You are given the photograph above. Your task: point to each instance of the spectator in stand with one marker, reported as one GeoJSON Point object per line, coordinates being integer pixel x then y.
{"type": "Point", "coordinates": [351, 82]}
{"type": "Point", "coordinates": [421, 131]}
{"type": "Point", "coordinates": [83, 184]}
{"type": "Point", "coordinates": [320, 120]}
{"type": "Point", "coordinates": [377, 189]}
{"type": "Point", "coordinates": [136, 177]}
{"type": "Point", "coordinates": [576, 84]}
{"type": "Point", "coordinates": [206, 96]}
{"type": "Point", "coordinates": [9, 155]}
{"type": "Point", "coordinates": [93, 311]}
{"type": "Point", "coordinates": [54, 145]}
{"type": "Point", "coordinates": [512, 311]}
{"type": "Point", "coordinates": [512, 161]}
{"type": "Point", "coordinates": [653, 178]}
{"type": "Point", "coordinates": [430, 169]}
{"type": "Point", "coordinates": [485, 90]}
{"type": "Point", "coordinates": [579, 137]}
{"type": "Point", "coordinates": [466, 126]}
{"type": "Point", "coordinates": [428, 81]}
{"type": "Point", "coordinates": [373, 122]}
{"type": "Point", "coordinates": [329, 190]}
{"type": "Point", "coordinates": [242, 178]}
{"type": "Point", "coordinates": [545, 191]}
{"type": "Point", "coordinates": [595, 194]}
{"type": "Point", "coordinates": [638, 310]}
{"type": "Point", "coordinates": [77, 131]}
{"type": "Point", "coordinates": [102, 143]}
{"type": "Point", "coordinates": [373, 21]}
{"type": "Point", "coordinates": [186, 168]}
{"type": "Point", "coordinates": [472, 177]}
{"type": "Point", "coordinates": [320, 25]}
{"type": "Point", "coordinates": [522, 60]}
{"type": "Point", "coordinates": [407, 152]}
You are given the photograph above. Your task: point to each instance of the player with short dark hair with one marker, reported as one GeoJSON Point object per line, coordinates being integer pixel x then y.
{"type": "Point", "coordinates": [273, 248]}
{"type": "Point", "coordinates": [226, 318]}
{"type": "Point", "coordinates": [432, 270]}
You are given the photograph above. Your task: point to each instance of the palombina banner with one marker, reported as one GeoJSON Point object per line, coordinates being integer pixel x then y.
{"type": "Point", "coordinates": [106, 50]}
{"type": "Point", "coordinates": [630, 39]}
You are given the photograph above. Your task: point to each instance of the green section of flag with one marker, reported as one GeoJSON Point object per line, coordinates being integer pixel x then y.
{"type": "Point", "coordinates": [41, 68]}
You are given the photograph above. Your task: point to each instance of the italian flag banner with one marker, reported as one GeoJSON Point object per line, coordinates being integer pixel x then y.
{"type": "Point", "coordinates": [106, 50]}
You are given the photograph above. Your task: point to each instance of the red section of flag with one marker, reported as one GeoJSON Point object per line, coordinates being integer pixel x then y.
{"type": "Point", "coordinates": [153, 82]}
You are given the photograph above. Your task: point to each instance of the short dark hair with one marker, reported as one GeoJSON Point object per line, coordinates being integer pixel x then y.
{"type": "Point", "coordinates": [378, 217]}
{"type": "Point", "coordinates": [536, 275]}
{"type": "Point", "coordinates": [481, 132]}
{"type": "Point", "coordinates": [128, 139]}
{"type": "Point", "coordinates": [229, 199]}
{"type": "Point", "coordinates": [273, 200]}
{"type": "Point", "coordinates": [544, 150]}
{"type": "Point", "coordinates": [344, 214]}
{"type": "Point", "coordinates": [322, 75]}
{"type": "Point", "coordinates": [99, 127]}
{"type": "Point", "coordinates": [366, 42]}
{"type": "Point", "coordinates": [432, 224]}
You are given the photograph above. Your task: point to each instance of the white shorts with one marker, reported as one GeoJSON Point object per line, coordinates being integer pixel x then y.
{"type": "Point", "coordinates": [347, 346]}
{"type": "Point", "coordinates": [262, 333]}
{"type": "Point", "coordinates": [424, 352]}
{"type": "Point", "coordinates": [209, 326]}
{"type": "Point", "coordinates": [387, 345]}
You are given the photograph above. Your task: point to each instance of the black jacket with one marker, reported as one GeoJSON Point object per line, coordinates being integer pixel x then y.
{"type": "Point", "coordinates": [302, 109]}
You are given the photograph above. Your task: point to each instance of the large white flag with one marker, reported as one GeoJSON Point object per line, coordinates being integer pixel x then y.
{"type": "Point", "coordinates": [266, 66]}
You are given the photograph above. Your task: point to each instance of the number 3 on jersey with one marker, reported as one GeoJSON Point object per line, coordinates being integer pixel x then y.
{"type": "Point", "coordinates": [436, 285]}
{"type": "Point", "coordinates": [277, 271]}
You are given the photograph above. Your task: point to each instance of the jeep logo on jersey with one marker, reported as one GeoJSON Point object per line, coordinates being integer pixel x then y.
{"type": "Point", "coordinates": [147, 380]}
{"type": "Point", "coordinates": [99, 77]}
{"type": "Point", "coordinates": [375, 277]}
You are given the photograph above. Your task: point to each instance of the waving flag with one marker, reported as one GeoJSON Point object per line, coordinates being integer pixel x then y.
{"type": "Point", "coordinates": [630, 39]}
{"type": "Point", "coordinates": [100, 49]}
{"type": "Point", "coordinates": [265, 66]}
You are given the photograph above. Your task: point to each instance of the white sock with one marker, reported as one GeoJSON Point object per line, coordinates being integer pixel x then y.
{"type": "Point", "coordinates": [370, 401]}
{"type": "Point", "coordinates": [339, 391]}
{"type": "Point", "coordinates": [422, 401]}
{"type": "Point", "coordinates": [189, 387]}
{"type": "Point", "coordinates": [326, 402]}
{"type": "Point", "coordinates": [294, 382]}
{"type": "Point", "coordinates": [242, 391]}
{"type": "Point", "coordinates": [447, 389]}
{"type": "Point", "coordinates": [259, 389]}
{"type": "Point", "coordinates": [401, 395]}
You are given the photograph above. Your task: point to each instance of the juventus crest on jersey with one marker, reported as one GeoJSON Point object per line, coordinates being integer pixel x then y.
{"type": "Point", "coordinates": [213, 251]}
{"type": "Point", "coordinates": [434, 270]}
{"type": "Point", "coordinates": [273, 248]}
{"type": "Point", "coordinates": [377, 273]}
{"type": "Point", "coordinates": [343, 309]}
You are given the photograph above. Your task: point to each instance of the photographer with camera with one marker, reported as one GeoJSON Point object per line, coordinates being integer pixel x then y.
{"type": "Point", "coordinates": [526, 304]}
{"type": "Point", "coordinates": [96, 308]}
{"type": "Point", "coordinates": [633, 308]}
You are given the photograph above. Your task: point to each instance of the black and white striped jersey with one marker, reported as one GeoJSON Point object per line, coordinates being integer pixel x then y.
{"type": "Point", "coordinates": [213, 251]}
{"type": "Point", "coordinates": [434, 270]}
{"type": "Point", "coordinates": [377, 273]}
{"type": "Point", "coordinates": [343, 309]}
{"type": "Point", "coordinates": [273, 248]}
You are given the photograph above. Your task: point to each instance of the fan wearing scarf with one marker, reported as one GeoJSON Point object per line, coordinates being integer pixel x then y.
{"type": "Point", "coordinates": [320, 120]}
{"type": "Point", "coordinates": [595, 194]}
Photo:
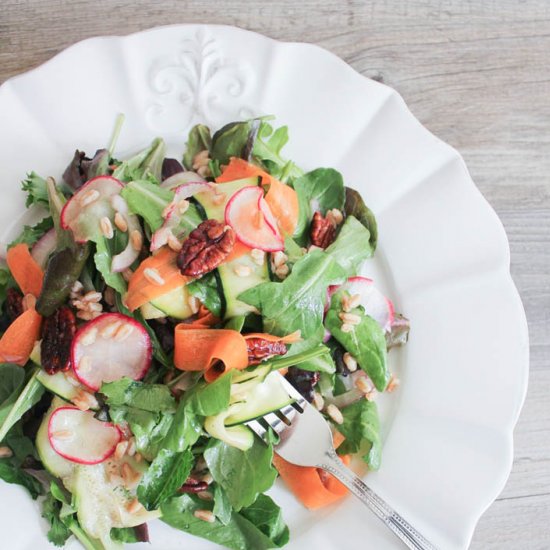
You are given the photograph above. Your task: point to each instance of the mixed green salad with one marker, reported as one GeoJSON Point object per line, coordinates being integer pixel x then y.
{"type": "Point", "coordinates": [146, 318]}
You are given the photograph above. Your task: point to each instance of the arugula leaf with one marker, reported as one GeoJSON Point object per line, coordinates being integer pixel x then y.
{"type": "Point", "coordinates": [352, 247]}
{"type": "Point", "coordinates": [103, 258]}
{"type": "Point", "coordinates": [319, 190]}
{"type": "Point", "coordinates": [51, 509]}
{"type": "Point", "coordinates": [147, 397]}
{"type": "Point", "coordinates": [243, 475]}
{"type": "Point", "coordinates": [297, 303]}
{"type": "Point", "coordinates": [36, 190]}
{"type": "Point", "coordinates": [12, 379]}
{"type": "Point", "coordinates": [207, 291]}
{"type": "Point", "coordinates": [31, 233]}
{"type": "Point", "coordinates": [164, 477]}
{"type": "Point", "coordinates": [239, 534]}
{"type": "Point", "coordinates": [144, 165]}
{"type": "Point", "coordinates": [366, 342]}
{"type": "Point", "coordinates": [267, 517]}
{"type": "Point", "coordinates": [199, 140]}
{"type": "Point", "coordinates": [29, 396]}
{"type": "Point", "coordinates": [355, 206]}
{"type": "Point", "coordinates": [361, 424]}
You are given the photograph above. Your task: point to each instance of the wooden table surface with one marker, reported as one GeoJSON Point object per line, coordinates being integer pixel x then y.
{"type": "Point", "coordinates": [475, 72]}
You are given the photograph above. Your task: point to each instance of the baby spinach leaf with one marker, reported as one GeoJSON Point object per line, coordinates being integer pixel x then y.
{"type": "Point", "coordinates": [319, 190]}
{"type": "Point", "coordinates": [361, 424]}
{"type": "Point", "coordinates": [355, 206]}
{"type": "Point", "coordinates": [199, 140]}
{"type": "Point", "coordinates": [147, 397]}
{"type": "Point", "coordinates": [29, 396]}
{"type": "Point", "coordinates": [352, 247]}
{"type": "Point", "coordinates": [207, 291]}
{"type": "Point", "coordinates": [297, 303]}
{"type": "Point", "coordinates": [243, 475]}
{"type": "Point", "coordinates": [146, 164]}
{"type": "Point", "coordinates": [366, 342]}
{"type": "Point", "coordinates": [239, 534]}
{"type": "Point", "coordinates": [12, 379]}
{"type": "Point", "coordinates": [165, 476]}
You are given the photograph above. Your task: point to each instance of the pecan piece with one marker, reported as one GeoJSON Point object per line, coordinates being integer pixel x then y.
{"type": "Point", "coordinates": [57, 336]}
{"type": "Point", "coordinates": [323, 231]}
{"type": "Point", "coordinates": [205, 249]}
{"type": "Point", "coordinates": [260, 349]}
{"type": "Point", "coordinates": [193, 485]}
{"type": "Point", "coordinates": [14, 303]}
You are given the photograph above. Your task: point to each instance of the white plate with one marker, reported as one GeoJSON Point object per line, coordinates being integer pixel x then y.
{"type": "Point", "coordinates": [443, 254]}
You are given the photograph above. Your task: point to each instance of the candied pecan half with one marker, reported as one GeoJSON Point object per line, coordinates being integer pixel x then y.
{"type": "Point", "coordinates": [193, 485]}
{"type": "Point", "coordinates": [14, 303]}
{"type": "Point", "coordinates": [57, 334]}
{"type": "Point", "coordinates": [259, 349]}
{"type": "Point", "coordinates": [322, 231]}
{"type": "Point", "coordinates": [205, 249]}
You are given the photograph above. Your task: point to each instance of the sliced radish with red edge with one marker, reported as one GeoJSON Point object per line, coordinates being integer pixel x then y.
{"type": "Point", "coordinates": [92, 202]}
{"type": "Point", "coordinates": [376, 305]}
{"type": "Point", "coordinates": [253, 222]}
{"type": "Point", "coordinates": [79, 437]}
{"type": "Point", "coordinates": [173, 215]}
{"type": "Point", "coordinates": [110, 347]}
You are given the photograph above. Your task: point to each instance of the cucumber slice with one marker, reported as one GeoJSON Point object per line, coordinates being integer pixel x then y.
{"type": "Point", "coordinates": [174, 303]}
{"type": "Point", "coordinates": [232, 284]}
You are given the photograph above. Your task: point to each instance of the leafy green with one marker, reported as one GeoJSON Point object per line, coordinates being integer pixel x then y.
{"type": "Point", "coordinates": [12, 379]}
{"type": "Point", "coordinates": [207, 291]}
{"type": "Point", "coordinates": [267, 517]}
{"type": "Point", "coordinates": [147, 397]}
{"type": "Point", "coordinates": [361, 424]}
{"type": "Point", "coordinates": [297, 303]}
{"type": "Point", "coordinates": [164, 477]}
{"type": "Point", "coordinates": [51, 509]}
{"type": "Point", "coordinates": [29, 396]}
{"type": "Point", "coordinates": [103, 259]}
{"type": "Point", "coordinates": [238, 534]}
{"type": "Point", "coordinates": [355, 206]}
{"type": "Point", "coordinates": [36, 190]}
{"type": "Point", "coordinates": [319, 190]}
{"type": "Point", "coordinates": [31, 233]}
{"type": "Point", "coordinates": [352, 247]}
{"type": "Point", "coordinates": [146, 164]}
{"type": "Point", "coordinates": [199, 140]}
{"type": "Point", "coordinates": [366, 342]}
{"type": "Point", "coordinates": [243, 475]}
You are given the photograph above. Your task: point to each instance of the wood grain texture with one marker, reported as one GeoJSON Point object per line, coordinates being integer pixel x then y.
{"type": "Point", "coordinates": [475, 72]}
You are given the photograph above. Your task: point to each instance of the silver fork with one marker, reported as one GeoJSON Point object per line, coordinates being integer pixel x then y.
{"type": "Point", "coordinates": [305, 439]}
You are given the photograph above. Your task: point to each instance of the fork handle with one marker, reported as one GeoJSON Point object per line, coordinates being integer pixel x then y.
{"type": "Point", "coordinates": [398, 525]}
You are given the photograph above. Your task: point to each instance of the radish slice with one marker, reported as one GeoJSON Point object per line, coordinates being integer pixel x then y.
{"type": "Point", "coordinates": [92, 202]}
{"type": "Point", "coordinates": [251, 219]}
{"type": "Point", "coordinates": [181, 178]}
{"type": "Point", "coordinates": [376, 305]}
{"type": "Point", "coordinates": [129, 255]}
{"type": "Point", "coordinates": [110, 347]}
{"type": "Point", "coordinates": [172, 214]}
{"type": "Point", "coordinates": [79, 437]}
{"type": "Point", "coordinates": [44, 247]}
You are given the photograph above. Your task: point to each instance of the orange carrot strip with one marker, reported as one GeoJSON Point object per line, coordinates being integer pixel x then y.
{"type": "Point", "coordinates": [281, 198]}
{"type": "Point", "coordinates": [142, 290]}
{"type": "Point", "coordinates": [313, 487]}
{"type": "Point", "coordinates": [27, 273]}
{"type": "Point", "coordinates": [17, 342]}
{"type": "Point", "coordinates": [206, 349]}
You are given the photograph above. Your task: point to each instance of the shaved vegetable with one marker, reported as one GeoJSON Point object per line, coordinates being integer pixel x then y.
{"type": "Point", "coordinates": [213, 351]}
{"type": "Point", "coordinates": [18, 341]}
{"type": "Point", "coordinates": [25, 270]}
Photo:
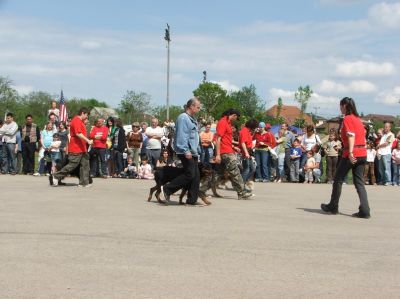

** AIM **
In the listing above, how many lines contain the string "white"? Case counts, and give only the number.

** EXPECTED ANSWER **
5